GOAL OF THE EXERCISE: What is wanted is every record, duplicated word for word.

=== DATA SUPPLIED ===

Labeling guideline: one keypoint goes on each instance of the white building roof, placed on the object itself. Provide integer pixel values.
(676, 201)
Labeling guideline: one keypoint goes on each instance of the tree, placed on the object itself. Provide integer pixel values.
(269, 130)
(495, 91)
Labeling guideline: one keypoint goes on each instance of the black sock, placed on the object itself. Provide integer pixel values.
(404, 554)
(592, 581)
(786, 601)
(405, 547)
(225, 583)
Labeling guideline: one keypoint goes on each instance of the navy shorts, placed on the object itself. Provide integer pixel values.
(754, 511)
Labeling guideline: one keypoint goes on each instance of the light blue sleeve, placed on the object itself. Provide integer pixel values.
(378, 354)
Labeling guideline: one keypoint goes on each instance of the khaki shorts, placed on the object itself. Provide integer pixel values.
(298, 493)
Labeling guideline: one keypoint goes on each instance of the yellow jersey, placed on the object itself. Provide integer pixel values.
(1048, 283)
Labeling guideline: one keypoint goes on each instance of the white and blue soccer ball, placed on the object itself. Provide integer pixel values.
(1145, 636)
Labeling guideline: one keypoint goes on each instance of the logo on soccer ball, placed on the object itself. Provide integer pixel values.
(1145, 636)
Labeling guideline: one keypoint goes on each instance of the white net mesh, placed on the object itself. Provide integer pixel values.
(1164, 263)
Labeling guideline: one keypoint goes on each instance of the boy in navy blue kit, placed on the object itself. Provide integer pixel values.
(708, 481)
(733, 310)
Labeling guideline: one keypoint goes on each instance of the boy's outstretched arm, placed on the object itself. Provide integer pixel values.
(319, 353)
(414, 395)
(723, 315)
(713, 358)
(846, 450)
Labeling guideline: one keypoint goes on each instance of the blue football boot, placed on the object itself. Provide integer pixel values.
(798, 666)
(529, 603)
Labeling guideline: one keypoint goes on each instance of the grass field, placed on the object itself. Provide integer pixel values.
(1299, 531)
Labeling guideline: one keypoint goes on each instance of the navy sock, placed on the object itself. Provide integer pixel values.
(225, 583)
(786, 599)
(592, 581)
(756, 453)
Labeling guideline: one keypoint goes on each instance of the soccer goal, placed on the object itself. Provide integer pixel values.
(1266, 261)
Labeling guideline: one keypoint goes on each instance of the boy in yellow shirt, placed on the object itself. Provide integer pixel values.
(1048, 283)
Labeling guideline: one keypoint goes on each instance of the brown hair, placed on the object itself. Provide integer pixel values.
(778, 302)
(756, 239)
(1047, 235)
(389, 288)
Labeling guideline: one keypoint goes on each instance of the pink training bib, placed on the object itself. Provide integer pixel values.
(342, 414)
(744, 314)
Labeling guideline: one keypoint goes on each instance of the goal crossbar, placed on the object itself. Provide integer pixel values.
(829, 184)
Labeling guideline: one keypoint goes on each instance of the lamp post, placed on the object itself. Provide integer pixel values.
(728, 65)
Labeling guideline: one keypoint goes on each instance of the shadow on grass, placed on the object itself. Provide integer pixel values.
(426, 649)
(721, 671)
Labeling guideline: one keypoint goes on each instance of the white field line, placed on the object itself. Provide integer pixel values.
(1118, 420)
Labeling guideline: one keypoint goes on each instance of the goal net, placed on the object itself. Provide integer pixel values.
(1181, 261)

===

ANSWER TO THE EXERCISE:
Labeling guideline: one keypoint goes on each instance of the white building roof, placed on the object itself. Provide integer pixel values.
(676, 201)
Labeling guideline: one keypoint goes on each instance of the tree, placed on the object itself. Provide integer pixel values.
(269, 130)
(495, 91)
Labeling guideline: one keypoint goes on each instance of the black sock, placed on the object itself. Provide integer pixel values.
(404, 554)
(592, 581)
(786, 601)
(405, 547)
(225, 583)
Labeling guideline: one keypoint goes on each instance of the navy shorts, placed on the object itself. Provide integer pixel values.
(754, 511)
Labeling guideline: one keypoint goes on each instance of the light blue sleeve, placed on the object itself. Provide integer pixel values.
(378, 354)
Labeling guideline: one keypoint goes on each instance of the khaki shorts, placed on the object itself. Provide integer pixel values.
(298, 493)
Labeling guideline: one keypoint goes on each instance of the yellow jersey, placed on the object itself. Provide integer pixel values.
(1048, 283)
Labeling guideline: one keypoint goes on each instance of the white and blue soccer ball, placed on the object itself. Provide integer pixel values.
(1145, 636)
Labeling guideline: one keypoint goes on each instance of the logo on soccer ball, placed on the object itself. Provide integer pixel values.
(1145, 636)
Labeling guideline: one keypoint goes on each instance of the white net mesh, placed on the object itself. Provide integer pixel values.
(1164, 263)
Labeling guideline: one keypoint goes on each instance of the boy in navy blue kit, placed on the object itself. Provide integer pixel values.
(708, 481)
(733, 310)
Labeling guideline: one keypoint goes on each instance of the boy's outstretched arm, placed on the object itself. Provide integer pixel values.
(319, 353)
(414, 395)
(723, 315)
(713, 358)
(846, 450)
Labeling guideline: one keypoint goes on each instance of the blue football boot, placed on the object itself. Provide integer pixel values.
(798, 666)
(529, 603)
Labeling guideline: one keypoint goes on each instance of the grass field, placed on the object itself. Provide integer pixel values.
(1299, 531)
Labeling guideline: one keypoint goes on each instance of the navy sock, placed on the object itself. Provide integer pixel values.
(225, 583)
(786, 599)
(592, 581)
(756, 453)
Labeling guideline: one keypoint goes on each instance of the soccer goal, placed on the object itself. Provide integer pixel values.
(1266, 261)
Labeling guideline: one keypoint goes on each instance of the boy in yellow shirt, placed on the object itself. Provide integer pixel values.
(1048, 283)
Labeling guideline: one keypoint goes on each instance of the brown hair, placed on the object itself. Provide integer pixel values.
(778, 302)
(756, 239)
(1047, 235)
(389, 288)
Labeling guideline: one keypoint goes on each instance of the pink training bib, placed on the object itself. Provide integer pixel values.
(342, 414)
(744, 314)
Labeling guideline: one keypoint goes on each instance of the goal crossbar, placed on the object itself. Provide integer pixel values.
(829, 184)
Labeling guideline: one keypoint goes on each instance of the lamp post, placed on the object itself. Provide integer pixel values.
(728, 65)
Labeling guideline: one keypoint goes on each instance of the shadow on grass, placed on the object itself. Provide integer pixel values.
(426, 649)
(721, 671)
Labeling guideline: one keypoint goes on each instance of the white field line, placed on the object itself. Provide integer pixel values.
(1118, 420)
Labeling guideline: one keypoint goes on each instance of the goal net, placed on the object itself. Provide integer pixel values.
(1181, 261)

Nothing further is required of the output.